◆ TASK MATERIAL:

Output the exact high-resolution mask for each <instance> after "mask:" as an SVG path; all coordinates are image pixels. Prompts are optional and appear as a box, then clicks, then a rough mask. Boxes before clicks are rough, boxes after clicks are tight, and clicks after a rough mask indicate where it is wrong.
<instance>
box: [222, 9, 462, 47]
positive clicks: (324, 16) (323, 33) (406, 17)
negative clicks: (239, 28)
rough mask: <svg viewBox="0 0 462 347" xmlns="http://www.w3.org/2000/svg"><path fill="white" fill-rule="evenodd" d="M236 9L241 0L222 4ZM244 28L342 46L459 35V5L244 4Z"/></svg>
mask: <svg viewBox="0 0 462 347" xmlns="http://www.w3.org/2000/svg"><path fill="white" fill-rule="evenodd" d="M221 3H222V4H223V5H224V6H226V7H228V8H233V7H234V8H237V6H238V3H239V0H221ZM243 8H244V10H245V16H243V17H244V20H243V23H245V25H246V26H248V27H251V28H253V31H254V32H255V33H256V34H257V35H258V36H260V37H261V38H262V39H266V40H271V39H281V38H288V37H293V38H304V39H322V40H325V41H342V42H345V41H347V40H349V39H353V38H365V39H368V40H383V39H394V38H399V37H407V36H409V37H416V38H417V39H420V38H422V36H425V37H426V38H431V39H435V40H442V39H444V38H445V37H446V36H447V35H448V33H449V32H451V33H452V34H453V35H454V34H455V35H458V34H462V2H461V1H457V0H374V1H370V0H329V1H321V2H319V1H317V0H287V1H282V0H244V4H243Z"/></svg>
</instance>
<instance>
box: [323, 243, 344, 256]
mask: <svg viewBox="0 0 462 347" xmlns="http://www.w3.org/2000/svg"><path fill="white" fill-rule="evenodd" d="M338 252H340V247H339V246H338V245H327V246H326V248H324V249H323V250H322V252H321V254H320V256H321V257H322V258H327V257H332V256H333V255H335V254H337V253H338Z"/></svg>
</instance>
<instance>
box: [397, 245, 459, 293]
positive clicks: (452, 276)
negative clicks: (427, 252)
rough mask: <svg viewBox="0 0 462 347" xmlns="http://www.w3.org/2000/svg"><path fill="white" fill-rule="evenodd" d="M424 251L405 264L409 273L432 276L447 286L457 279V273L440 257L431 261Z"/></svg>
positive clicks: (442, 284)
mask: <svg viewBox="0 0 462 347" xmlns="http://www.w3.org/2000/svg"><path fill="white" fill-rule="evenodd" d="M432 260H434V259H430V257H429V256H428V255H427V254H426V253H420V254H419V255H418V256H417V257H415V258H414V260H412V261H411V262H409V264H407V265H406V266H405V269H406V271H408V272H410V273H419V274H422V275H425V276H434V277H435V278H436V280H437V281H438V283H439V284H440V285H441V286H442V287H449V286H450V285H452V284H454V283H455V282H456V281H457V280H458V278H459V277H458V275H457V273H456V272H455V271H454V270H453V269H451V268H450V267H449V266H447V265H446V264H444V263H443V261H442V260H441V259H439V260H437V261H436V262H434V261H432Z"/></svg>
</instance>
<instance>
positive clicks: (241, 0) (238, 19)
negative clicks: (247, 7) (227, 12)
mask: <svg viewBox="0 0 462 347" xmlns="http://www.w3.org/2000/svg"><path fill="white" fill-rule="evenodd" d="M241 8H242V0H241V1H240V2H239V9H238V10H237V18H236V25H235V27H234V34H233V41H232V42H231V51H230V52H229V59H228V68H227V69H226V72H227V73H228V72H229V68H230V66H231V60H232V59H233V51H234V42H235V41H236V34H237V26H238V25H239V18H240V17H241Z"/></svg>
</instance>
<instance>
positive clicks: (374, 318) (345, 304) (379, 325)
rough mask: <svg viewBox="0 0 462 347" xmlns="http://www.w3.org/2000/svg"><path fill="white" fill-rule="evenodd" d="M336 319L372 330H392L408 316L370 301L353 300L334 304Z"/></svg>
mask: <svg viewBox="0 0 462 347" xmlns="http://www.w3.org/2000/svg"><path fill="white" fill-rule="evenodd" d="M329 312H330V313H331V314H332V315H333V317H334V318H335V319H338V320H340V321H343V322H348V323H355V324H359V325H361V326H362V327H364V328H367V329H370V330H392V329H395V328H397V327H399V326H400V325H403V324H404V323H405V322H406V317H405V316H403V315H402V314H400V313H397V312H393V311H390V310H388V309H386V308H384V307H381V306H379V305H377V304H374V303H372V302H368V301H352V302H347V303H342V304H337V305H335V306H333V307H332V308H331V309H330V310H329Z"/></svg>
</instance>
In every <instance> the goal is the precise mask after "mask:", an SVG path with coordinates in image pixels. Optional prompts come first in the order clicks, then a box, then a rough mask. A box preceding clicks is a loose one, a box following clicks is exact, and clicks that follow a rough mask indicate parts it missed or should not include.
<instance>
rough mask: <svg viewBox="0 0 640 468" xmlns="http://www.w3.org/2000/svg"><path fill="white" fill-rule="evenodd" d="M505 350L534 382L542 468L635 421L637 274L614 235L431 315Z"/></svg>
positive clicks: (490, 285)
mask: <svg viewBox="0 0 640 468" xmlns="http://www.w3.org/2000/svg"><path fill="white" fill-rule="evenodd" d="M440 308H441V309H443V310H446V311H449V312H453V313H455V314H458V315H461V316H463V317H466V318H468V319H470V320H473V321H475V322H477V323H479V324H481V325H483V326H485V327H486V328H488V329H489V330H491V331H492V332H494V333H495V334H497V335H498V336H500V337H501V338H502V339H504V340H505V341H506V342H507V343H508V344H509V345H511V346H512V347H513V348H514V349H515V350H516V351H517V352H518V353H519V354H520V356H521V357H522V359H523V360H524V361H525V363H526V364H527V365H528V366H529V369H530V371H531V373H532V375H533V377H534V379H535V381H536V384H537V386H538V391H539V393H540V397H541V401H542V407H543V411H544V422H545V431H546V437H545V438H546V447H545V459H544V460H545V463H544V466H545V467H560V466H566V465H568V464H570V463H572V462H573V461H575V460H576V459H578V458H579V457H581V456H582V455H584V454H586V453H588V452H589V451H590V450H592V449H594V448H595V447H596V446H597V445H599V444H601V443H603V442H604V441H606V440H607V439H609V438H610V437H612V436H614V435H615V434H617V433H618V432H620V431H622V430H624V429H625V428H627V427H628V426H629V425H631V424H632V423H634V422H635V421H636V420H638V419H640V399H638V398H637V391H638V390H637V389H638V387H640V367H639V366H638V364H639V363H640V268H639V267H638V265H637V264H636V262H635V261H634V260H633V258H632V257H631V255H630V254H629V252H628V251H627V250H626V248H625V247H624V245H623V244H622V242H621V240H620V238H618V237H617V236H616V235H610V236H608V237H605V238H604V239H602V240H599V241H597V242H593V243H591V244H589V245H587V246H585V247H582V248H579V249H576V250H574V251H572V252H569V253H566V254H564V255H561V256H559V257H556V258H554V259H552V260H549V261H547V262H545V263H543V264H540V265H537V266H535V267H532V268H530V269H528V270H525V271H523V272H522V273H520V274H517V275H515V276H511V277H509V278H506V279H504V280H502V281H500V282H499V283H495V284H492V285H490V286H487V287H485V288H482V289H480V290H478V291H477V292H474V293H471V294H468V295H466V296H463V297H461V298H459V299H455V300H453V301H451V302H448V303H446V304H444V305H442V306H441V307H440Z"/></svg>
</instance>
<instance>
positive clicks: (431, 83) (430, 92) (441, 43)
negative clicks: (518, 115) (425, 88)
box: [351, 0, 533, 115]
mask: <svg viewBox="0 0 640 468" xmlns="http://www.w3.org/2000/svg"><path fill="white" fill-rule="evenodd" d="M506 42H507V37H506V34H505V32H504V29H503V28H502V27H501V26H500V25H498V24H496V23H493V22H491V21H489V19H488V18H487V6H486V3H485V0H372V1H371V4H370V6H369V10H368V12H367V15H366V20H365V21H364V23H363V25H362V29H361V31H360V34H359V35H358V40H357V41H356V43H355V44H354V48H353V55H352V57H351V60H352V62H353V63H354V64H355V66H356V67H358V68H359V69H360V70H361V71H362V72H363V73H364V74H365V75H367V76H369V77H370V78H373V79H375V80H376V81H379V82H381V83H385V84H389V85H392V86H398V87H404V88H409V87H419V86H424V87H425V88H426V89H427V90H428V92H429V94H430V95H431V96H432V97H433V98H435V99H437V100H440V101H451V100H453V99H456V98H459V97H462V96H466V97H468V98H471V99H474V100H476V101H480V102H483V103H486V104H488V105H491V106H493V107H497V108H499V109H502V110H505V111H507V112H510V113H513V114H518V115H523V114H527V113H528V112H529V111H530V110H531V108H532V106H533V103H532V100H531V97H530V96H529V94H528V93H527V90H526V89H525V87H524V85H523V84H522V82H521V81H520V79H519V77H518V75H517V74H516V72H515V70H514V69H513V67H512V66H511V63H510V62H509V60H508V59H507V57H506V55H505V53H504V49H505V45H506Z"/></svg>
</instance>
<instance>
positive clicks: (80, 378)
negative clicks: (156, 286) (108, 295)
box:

◆ WHAT THE TASK ASKS:
Copy every line above that contains the word "then", matching its case exactly.

◆ REPLY:
Output the exact high-resolution mask for each <instance> after "mask:" as an SVG path; all coordinates are image pixels. Prompts are optional and appear as a box, then clicks, then a rough mask. Boxes before clicks are rough, boxes after clicks are tight, and clicks after a rough mask indicate where it is wrong.
In every <instance> the goal is the precise mask after "mask:", an SVG path with coordinates in image pixels. Optional prompts come first in the order clicks, then a box, then a rough mask. A box preceding clicks is a loose one, a box following clicks is exact, and clicks that follow a rough mask indicate parts it missed or should not include.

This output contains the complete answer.